[Collection entries]
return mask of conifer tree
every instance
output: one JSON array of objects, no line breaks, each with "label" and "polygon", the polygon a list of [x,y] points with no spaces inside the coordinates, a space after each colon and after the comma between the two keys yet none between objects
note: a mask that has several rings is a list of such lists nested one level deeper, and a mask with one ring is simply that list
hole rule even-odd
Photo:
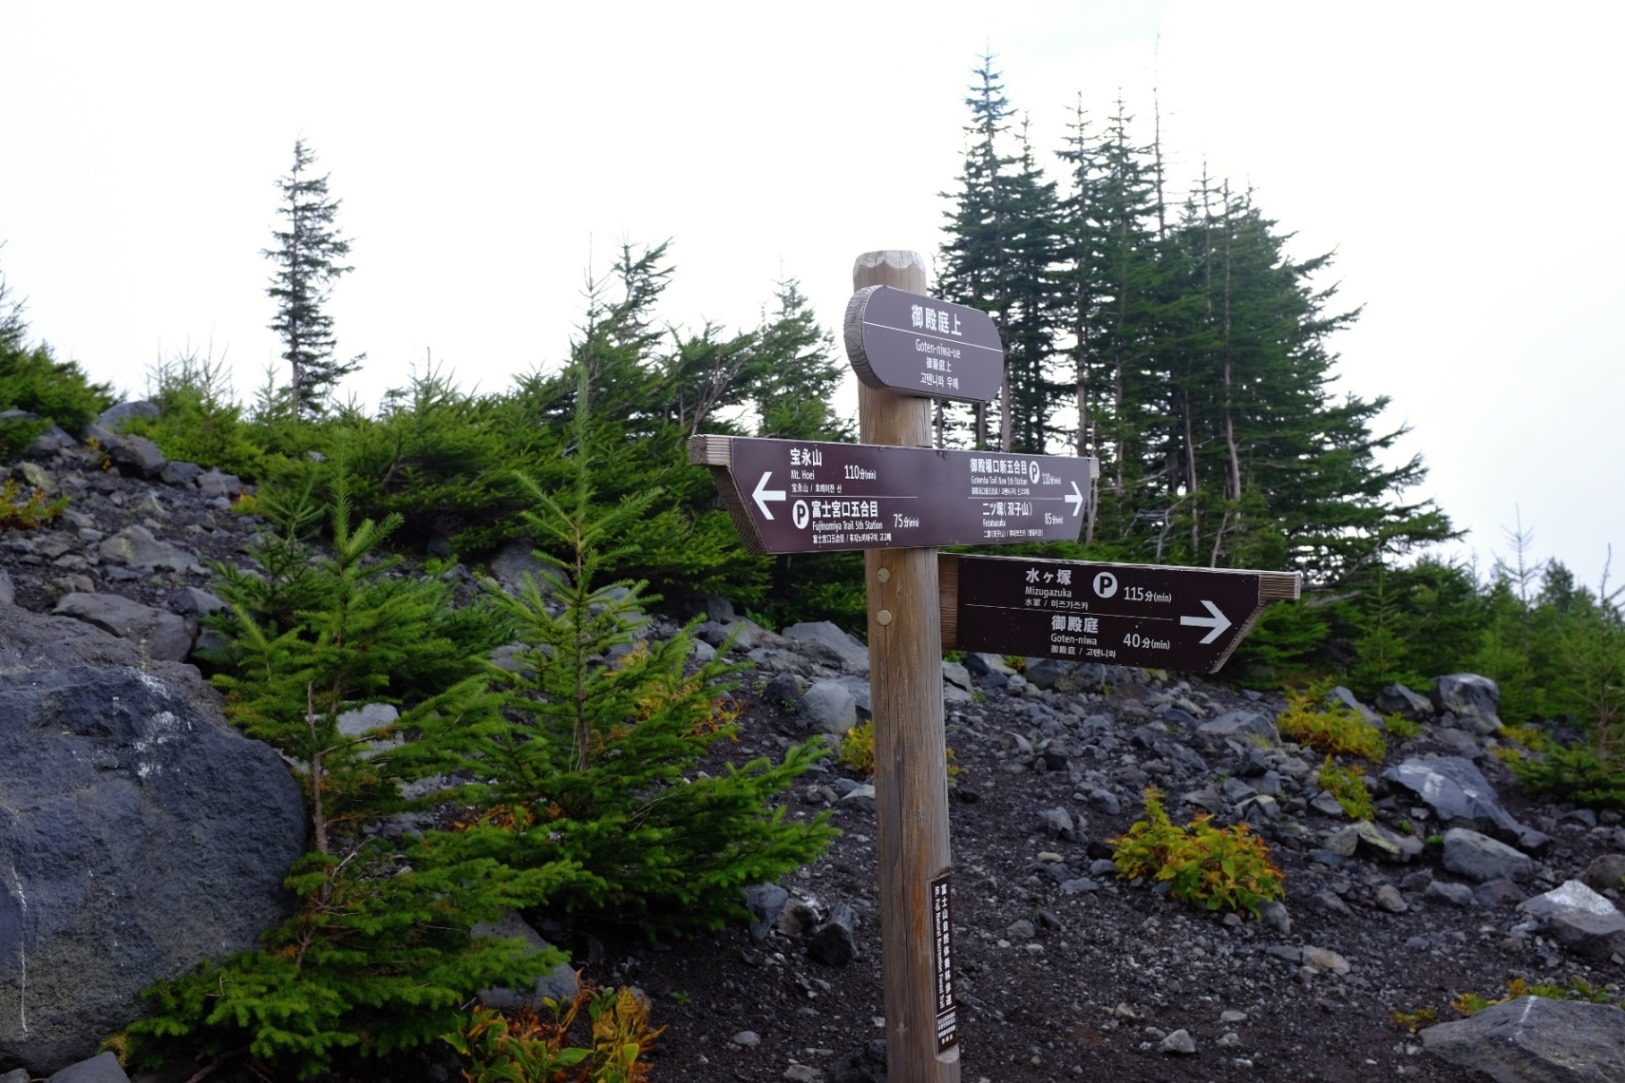
[{"label": "conifer tree", "polygon": [[[1010,259],[1009,234],[1013,208],[1009,193],[1010,158],[1001,154],[1001,137],[1009,130],[1010,103],[1004,96],[1000,73],[993,70],[993,54],[982,57],[976,70],[978,83],[971,88],[965,105],[971,123],[965,133],[970,145],[960,174],[959,191],[951,196],[948,211],[948,239],[943,243],[942,270],[937,292],[957,304],[979,308],[993,316],[1003,337],[1008,317],[1003,279]],[[1009,401],[1009,359],[1005,361],[1005,384],[1001,404]],[[970,439],[975,447],[991,446],[988,408],[974,407],[975,420]],[[946,443],[950,431],[964,427],[960,411],[942,404],[937,412],[937,442]]]},{"label": "conifer tree", "polygon": [[[609,275],[589,278],[570,364],[522,377],[511,394],[487,404],[486,416],[509,464],[544,492],[570,488],[577,456],[589,454],[593,500],[603,507],[653,489],[663,493],[647,515],[627,524],[626,544],[606,558],[607,574],[646,579],[674,605],[722,593],[754,604],[768,563],[740,549],[727,512],[715,506],[710,475],[688,463],[687,440],[696,424],[733,431],[731,415],[749,401],[755,336],[659,329],[657,309],[672,275],[665,252],[664,244],[623,245]],[[721,381],[715,386],[723,393],[708,397],[713,373],[740,358],[750,361],[744,374]],[[584,442],[575,421],[583,394],[591,404]],[[501,540],[525,537],[565,560],[567,553],[552,551],[552,540],[531,533],[523,517],[528,496],[509,470],[500,474],[500,491],[515,494],[504,505]]]},{"label": "conifer tree", "polygon": [[[1004,344],[1004,381],[990,409],[978,404],[971,439],[977,447],[1043,452],[1056,433],[1056,190],[1033,155],[1025,122],[1018,152],[1006,153],[1010,106],[993,55],[982,57],[965,104],[971,142],[951,196],[948,239],[937,292],[992,315]],[[990,414],[998,418],[995,430]],[[959,411],[938,410],[939,443],[961,424]]]},{"label": "conifer tree", "polygon": [[1052,372],[1056,357],[1058,207],[1055,182],[1044,177],[1021,124],[1010,193],[1010,258],[1003,278],[999,328],[1004,342],[1005,399],[1001,447],[1044,454],[1059,435],[1054,415],[1066,386]]},{"label": "conifer tree", "polygon": [[[1057,200],[1030,152],[1001,150],[991,57],[977,75],[943,293],[999,322],[1002,446],[1049,450],[1071,400],[1075,446],[1101,459],[1095,553],[1297,568],[1330,585],[1452,535],[1430,501],[1404,499],[1420,459],[1383,465],[1404,434],[1374,428],[1386,400],[1332,391],[1327,343],[1358,310],[1314,284],[1329,256],[1289,258],[1250,193],[1206,177],[1173,223],[1160,133],[1139,143],[1122,100],[1098,135],[1079,104]],[[1047,366],[1062,356],[1064,389]]]},{"label": "conifer tree", "polygon": [[524,650],[496,673],[507,693],[502,721],[479,728],[449,764],[478,780],[463,796],[488,810],[462,849],[517,869],[574,869],[531,900],[551,913],[715,928],[743,916],[740,889],[824,848],[831,829],[822,818],[790,821],[773,807],[824,750],[815,739],[779,763],[698,769],[734,732],[731,670],[691,666],[687,629],[647,638],[644,584],[606,574],[630,525],[661,497],[597,499],[588,394],[583,382],[569,486],[555,498],[525,479],[531,534],[558,564],[515,596],[494,595]]},{"label": "conifer tree", "polygon": [[338,340],[327,312],[333,283],[354,270],[344,263],[350,242],[338,232],[340,200],[327,191],[327,174],[310,175],[316,155],[303,139],[293,145],[293,167],[277,181],[282,193],[283,228],[271,231],[275,245],[261,253],[276,266],[266,293],[276,302],[268,325],[282,339],[289,369],[289,405],[297,416],[319,416],[334,386],[361,367],[365,354],[349,361],[334,356]]},{"label": "conifer tree", "polygon": [[850,440],[852,421],[835,409],[847,366],[818,325],[801,283],[778,283],[775,305],[756,332],[760,358],[750,389],[756,435],[784,440]]},{"label": "conifer tree", "polygon": [[[0,245],[0,248],[5,247]],[[0,271],[0,350],[20,350],[28,335],[28,323],[23,319],[23,303],[12,297],[4,271]]]},{"label": "conifer tree", "polygon": [[58,361],[41,342],[27,345],[23,302],[0,273],[0,410],[32,417],[0,418],[0,455],[16,458],[51,425],[77,430],[113,404],[113,389],[93,384],[73,361]]},{"label": "conifer tree", "polygon": [[[1092,145],[1080,115],[1061,152],[1072,169],[1064,208],[1065,325],[1073,329],[1082,424],[1098,434],[1101,529],[1119,540],[1139,528],[1143,480],[1155,438],[1148,431],[1165,384],[1159,360],[1162,313],[1155,185],[1145,148],[1135,144],[1119,99]],[[1155,506],[1156,502],[1151,502]],[[1143,554],[1139,554],[1143,556]]]},{"label": "conifer tree", "polygon": [[[387,829],[391,816],[449,796],[437,769],[492,709],[466,655],[438,667],[442,688],[399,698],[425,663],[458,653],[436,634],[446,588],[389,575],[378,547],[398,520],[353,523],[338,477],[331,557],[312,561],[300,534],[316,509],[295,502],[256,549],[261,574],[221,586],[227,716],[281,753],[305,791],[308,849],[286,880],[294,913],[263,947],[150,990],[154,1014],[127,1034],[138,1059],[246,1051],[256,1074],[305,1079],[340,1055],[436,1040],[479,990],[522,987],[561,961],[473,929],[556,890],[570,866],[509,868],[464,852],[455,834]],[[391,701],[393,721],[352,713]]]},{"label": "conifer tree", "polygon": [[1193,381],[1209,389],[1196,399],[1193,439],[1207,453],[1193,484],[1218,494],[1223,509],[1193,555],[1215,566],[1296,568],[1330,585],[1454,536],[1431,500],[1404,500],[1426,475],[1420,456],[1380,461],[1406,432],[1374,431],[1386,397],[1333,391],[1328,338],[1359,312],[1329,310],[1336,287],[1313,284],[1330,254],[1291,259],[1249,195],[1224,189],[1220,199],[1216,212],[1181,227],[1201,236],[1187,250],[1202,247],[1210,261],[1190,265],[1210,298],[1212,346]]}]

To do: Say how many lines of the data include the word "list". Respond with the number alone.

Output for this task: 2